→ **WHAT NEEDS TO BE DONE**
Starting at the first line of the listing below and ending with the line that contains "<point>250,235</point>", rewrite those lines as a numbered list, leaving out any blank lines.

Records:
+++++
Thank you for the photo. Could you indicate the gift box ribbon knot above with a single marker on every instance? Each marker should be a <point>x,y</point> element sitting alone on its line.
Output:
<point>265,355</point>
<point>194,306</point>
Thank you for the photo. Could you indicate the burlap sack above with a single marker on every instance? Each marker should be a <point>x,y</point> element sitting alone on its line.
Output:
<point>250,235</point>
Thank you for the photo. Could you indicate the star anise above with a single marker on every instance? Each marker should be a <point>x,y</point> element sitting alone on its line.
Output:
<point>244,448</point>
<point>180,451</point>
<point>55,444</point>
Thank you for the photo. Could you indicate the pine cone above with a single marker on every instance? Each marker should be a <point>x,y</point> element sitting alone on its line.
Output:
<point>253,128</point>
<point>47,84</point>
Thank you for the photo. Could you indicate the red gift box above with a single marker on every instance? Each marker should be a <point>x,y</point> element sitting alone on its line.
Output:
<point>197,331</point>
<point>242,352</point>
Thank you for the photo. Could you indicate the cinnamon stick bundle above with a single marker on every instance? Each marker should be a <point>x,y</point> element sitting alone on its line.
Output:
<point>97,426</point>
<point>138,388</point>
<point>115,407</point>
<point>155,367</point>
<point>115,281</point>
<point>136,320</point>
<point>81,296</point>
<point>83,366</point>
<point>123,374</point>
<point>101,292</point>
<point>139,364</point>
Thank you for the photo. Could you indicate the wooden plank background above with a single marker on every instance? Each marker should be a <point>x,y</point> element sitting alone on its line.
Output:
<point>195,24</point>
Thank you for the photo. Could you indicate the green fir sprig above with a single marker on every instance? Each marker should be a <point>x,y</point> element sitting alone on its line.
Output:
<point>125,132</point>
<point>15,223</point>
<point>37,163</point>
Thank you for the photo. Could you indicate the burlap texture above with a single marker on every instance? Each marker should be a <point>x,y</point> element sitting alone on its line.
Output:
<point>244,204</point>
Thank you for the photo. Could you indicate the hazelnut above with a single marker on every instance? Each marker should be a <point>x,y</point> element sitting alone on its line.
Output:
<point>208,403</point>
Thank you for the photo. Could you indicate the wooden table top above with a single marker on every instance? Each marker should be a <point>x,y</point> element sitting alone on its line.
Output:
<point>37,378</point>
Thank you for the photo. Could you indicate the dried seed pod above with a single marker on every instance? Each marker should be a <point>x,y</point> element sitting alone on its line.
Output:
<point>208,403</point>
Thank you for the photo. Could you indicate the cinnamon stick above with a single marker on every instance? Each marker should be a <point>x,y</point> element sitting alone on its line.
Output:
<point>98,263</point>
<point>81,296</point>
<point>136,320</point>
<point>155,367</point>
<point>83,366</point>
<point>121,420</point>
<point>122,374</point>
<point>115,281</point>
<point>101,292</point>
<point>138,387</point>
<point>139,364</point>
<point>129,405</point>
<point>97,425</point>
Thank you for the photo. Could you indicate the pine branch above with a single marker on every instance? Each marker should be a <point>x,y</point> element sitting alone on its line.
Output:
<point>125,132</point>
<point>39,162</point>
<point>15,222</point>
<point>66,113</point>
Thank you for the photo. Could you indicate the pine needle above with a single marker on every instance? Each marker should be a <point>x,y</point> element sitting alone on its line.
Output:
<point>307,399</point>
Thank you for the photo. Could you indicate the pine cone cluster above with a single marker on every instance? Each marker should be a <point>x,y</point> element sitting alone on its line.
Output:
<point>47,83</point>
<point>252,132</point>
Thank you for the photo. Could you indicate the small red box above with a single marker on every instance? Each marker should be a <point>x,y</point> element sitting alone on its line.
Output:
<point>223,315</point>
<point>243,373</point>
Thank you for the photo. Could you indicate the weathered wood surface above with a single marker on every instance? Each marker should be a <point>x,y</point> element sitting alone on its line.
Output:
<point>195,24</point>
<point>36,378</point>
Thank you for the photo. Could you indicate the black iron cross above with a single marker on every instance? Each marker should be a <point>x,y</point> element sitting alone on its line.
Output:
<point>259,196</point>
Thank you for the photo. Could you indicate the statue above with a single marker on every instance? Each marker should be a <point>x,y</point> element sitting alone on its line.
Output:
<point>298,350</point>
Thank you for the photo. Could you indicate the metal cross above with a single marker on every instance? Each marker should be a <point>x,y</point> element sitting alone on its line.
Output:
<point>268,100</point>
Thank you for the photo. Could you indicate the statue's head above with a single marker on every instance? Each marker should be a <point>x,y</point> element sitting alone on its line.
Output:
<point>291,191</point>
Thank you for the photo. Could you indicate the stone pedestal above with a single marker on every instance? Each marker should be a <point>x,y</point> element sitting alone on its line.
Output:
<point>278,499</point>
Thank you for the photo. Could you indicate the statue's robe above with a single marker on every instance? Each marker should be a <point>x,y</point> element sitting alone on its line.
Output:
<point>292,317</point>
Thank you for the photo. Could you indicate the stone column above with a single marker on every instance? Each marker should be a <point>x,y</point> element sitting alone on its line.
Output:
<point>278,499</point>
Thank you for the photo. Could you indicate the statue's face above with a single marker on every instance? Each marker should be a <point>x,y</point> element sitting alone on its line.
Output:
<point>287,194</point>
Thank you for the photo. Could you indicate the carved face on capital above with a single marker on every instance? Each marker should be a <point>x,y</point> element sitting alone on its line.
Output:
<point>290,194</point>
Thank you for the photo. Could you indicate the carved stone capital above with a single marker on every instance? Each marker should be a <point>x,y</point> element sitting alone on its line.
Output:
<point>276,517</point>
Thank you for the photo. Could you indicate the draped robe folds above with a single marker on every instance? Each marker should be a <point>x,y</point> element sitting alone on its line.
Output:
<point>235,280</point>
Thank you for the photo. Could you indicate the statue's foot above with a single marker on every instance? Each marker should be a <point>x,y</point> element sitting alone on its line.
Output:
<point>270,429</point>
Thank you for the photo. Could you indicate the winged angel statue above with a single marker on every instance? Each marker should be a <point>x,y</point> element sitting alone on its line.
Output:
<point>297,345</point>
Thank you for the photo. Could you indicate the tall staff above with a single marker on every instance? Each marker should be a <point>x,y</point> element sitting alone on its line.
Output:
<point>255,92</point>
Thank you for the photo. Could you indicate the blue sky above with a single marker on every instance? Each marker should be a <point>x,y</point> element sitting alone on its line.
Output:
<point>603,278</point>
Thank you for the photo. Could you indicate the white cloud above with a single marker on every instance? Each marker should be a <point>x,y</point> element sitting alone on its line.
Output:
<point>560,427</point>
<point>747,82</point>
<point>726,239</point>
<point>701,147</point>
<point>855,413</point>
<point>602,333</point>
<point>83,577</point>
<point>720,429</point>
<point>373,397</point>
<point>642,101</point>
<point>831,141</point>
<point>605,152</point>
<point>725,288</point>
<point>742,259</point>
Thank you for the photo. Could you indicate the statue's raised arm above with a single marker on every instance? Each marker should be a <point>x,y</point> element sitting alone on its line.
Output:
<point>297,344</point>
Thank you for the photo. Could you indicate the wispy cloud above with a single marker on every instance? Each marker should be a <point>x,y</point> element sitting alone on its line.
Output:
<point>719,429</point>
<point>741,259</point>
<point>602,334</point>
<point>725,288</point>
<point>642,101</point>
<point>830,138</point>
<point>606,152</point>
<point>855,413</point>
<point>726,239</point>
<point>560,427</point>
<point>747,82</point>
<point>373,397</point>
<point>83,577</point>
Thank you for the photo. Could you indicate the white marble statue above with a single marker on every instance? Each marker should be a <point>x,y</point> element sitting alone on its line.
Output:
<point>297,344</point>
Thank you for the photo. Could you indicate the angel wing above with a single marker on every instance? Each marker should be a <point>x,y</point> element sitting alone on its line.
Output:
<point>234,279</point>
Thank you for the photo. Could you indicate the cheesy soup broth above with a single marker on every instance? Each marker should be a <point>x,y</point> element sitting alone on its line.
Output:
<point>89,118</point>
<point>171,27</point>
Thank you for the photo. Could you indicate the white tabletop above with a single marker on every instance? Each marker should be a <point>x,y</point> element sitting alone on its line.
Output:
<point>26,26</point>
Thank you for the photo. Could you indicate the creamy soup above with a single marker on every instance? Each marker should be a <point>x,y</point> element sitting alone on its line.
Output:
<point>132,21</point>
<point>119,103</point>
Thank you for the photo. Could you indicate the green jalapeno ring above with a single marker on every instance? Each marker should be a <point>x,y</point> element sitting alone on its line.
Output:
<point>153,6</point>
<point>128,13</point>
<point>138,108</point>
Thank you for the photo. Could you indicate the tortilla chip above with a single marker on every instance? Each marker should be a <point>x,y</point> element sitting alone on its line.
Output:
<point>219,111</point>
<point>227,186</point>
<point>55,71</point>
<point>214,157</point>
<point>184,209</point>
+++++
→ **FINISHED TASK**
1. Thank you for the photo. Could you indicate the gift box ribbon knot above with a single marker on every instance? Each marker should be a <point>x,y</point> element sitting alone on its line.
2. Output:
3. <point>265,355</point>
4. <point>194,306</point>
5. Thank you for the photo. Could you indicate the burlap sack above with a single marker on every instance? Each marker should be a <point>x,y</point> element sitting alone on its line.
6. Output:
7. <point>250,235</point>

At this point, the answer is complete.